Task statement:
Leaving the pictures aside, repeat each line below exactly.

··· Exercise inputs ···

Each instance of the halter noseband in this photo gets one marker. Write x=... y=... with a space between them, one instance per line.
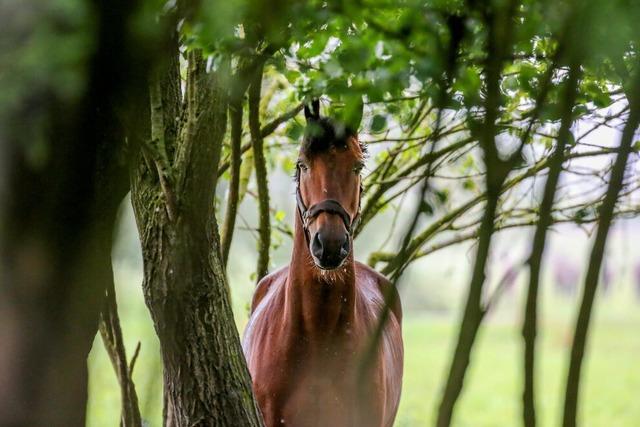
x=307 y=215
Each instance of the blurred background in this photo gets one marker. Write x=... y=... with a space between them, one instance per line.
x=432 y=293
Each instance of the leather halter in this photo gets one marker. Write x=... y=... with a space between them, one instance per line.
x=307 y=215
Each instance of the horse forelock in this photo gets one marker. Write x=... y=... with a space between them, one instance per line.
x=325 y=134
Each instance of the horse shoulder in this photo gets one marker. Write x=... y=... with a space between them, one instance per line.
x=384 y=286
x=262 y=289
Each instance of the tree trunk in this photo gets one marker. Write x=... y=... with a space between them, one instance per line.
x=529 y=326
x=56 y=228
x=605 y=215
x=205 y=377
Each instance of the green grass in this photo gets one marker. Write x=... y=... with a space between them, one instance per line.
x=491 y=397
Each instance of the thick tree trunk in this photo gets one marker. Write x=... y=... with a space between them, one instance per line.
x=205 y=377
x=55 y=242
x=529 y=326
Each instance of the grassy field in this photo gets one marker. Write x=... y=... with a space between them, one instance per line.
x=492 y=393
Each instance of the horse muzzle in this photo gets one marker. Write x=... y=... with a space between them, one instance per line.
x=329 y=250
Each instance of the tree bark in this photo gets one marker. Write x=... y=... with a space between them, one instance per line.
x=111 y=333
x=56 y=229
x=235 y=113
x=205 y=377
x=605 y=215
x=260 y=163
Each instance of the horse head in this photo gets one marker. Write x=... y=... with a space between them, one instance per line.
x=328 y=187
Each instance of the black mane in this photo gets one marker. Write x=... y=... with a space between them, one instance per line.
x=324 y=133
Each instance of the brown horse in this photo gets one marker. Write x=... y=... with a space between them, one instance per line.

···

Expected answer:
Each instance of the halter noseband in this photo gets one marker. Write x=... y=... with a space between them, one instance per line.
x=307 y=215
Each instance of the blurred background in this photo gets one marker. Write x=... y=... with a space between them, one instance per line.
x=432 y=293
Each instance of the leather halter in this photo gets one marker. Write x=... y=... with a space between them, one instance per line.
x=307 y=215
Each instance of the horse forelock in this photo gets one marker. Write x=... y=... with a space between them, one instance per line.
x=325 y=134
Each instance of the horse shoulder in this photo gets one marker. Write x=... y=... with a space between them, one instance per line.
x=384 y=286
x=262 y=289
Each instance of the tree trunk in this photo gets one marker. Write x=... y=... with a space between them, one instance per line.
x=529 y=326
x=56 y=228
x=605 y=215
x=205 y=377
Each instance of the green grass in this photo gets one marker. Write x=... y=... with a space between them, one instance per line.
x=491 y=397
Each instance of the thick tree trunk in this photo gets one marker. Write x=... y=... with a space between them, one instance per line.
x=205 y=377
x=55 y=242
x=529 y=326
Each instance of the grassy field in this photo gets one marker. Write x=... y=... with a space between them, one instance per line.
x=492 y=393
Each instance of the horse muzzle in this photo gets one marker. Write x=... y=... with a space between them, one instance per line.
x=329 y=250
Each instance of the tree bark in this photo gets one marker. Write x=... y=... with a space between them, one instance per line.
x=111 y=333
x=56 y=229
x=235 y=113
x=205 y=377
x=605 y=215
x=260 y=163
Each instance of the horse head in this photo gets one marker. Write x=... y=... with a space between them, one instance per line.
x=328 y=187
Each instance of the black mane in this photo gets one marker. Write x=... y=... with a space between them, one instance per line.
x=324 y=133
Each instance of the brown horse in this photo gets one marker. Write x=... y=... with a space between them, one instance per line.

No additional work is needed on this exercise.